▽

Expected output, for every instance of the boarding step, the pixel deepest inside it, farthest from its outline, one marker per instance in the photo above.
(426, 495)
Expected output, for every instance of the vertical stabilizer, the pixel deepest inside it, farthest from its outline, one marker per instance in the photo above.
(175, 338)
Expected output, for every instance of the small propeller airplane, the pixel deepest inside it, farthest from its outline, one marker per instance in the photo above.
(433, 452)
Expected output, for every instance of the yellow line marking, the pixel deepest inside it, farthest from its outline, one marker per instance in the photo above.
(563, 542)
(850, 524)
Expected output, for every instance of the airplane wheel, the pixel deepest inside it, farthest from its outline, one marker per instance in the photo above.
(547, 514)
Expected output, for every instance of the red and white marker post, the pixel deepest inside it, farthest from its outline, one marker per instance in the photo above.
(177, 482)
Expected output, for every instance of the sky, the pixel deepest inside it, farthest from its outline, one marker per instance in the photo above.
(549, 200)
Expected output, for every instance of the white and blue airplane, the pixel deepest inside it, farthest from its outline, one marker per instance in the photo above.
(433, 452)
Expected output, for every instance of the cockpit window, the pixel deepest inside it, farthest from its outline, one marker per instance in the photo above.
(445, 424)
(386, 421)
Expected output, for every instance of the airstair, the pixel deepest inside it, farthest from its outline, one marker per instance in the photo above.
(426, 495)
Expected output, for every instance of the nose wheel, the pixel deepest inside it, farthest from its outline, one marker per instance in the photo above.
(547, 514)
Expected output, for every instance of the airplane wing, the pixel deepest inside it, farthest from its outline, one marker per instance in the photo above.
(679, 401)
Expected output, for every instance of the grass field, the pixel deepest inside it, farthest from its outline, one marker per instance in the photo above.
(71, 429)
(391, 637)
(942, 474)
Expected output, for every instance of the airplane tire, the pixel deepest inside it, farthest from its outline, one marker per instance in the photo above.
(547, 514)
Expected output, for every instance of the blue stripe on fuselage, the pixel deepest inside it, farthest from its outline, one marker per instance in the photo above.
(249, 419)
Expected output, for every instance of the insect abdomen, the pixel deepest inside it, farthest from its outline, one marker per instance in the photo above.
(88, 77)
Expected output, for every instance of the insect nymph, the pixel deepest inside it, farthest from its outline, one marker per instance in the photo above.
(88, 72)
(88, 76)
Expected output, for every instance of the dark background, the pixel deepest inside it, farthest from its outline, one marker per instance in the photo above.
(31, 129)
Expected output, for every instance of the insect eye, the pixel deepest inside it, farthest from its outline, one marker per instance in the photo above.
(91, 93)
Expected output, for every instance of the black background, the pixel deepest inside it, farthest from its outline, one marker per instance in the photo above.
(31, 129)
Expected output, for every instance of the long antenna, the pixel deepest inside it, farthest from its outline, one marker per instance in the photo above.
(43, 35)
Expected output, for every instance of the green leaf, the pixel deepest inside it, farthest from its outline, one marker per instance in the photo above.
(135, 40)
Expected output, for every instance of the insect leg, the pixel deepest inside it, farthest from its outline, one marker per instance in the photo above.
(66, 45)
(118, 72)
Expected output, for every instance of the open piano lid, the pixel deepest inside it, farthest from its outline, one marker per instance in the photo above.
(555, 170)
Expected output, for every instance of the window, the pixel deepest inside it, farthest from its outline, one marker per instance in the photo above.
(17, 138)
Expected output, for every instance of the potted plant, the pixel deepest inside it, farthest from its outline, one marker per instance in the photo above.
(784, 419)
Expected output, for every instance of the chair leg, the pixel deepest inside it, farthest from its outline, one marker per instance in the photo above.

△

** INSTRUCTION **
Repeat every entry exactly, please.

** FULL OUTPUT **
Expected output, for every instance of the boarding step, the pixel deepest inside it, farthest from its outline, one marker per instance in the photo above.
(426, 495)
Expected output, for every instance of the vertical stabilizer, the pixel deepest inside it, farthest from its outline, one marker per instance in the photo above.
(175, 338)
Expected output, for every instance of the small propeller airplane, the pixel deepest inside it, farthest from its outline, one marker per instance in the photo above.
(433, 452)
Expected output, for every instance of the yellow line marking, the pixel deepest inside it, farthest from its outline, one marker per instance in the photo above.
(563, 542)
(850, 524)
Expected output, for every instance of the airplane wheel, the pixel deepest inside it, farthest from its outline, one marker per instance in the photo above.
(547, 514)
Expected output, for every instance of the red and white marker post, the pixel deepest inside it, farthest from its outline, one marker per instance in the photo above.
(177, 482)
Expected output, for every instance of the sky, the pixel deepest inside it, farthest from its outline, one marker per instance in the photo above.
(549, 200)
Expected output, for every instance of the white and blue airplane, the pixel deepest inside it, farthest from its outline, one marker per instance in the photo above.
(433, 452)
Expected output, for every instance of the cockpit window, the pixel deepest inside it, farthest from its outline, one marker per instance in the photo above.
(445, 424)
(386, 421)
Expected output, for every instance of the airstair, the pixel deepest inside it, farthest from its outline, one marker per instance in the photo above.
(426, 495)
Expected output, for every instance of the nose wheel, the pixel deepest inside it, farthest from its outline, one marker per instance in the photo above.
(547, 514)
Expected output, for every instance of the airplane wing, the pixel deepest inside it, farthest from its outline, one marker per instance in the photo above.
(679, 401)
Expected output, for every instance of the grass field, the pixel deepest inside it, farthest from its outline, one marker per instance in the photo above.
(71, 429)
(391, 637)
(942, 474)
Expected output, for every instance of the airplane tire, the pixel deepest inside it, farthest from its outline, one marker per instance in the photo above.
(547, 514)
Expected output, for every instance of the blue stripe on fuselage, the pixel deepest inside it, farthest from its outline, one marker per instance in the photo above.
(249, 419)
Expected output, for every instance of the insect abdomen, the pixel deepest inside it, farthest from its outline, one marker per instance in the photo above.
(88, 77)
Expected output, for every instance of the insect nymph, the pixel deepest inside it, farthest from its outline, one marker per instance in the photo above.
(88, 72)
(88, 76)
Expected output, for every instance of the dark background, the pixel deepest inside it, farthest from its outline, one marker per instance in the photo above.
(31, 129)
Expected output, for every instance of the insect eye, the pixel deepest inside it, farthest from its outline, one marker per instance in the photo above.
(91, 93)
Expected output, for every instance of the black background, the pixel deepest inside it, farthest from its outline, one marker per instance in the photo above.
(31, 129)
Expected output, for every instance of the long antenna, the pixel deepest inside it, farthest from its outline, one marker per instance in the photo above.
(43, 35)
Expected output, for every instance of the green leaf, the pixel deepest inside it, farthest from its outline, one marker per instance in the photo above.
(135, 40)
Expected output, for every instance of the insect leg, the pixel deepest inside it, farthest from its outline, one marker per instance in the photo above.
(66, 45)
(118, 72)
Expected output, for every instance of the open piano lid, the pixel deepest inside it, farthest from its outline, one marker per instance in the photo above.
(555, 170)
Expected output, for every instance of the window, the pixel deepest inside it, farthest from its outline, one marker per instance in the photo above.
(17, 138)
Expected output, for every instance of the potted plant, the pixel deepest inside it, farthest from its outline, one marker per instance in the photo above.
(784, 419)
Expected output, for every instance of the chair leg, the pixel deepest inside it, farthest from its outline, one marker per instance in the photo above.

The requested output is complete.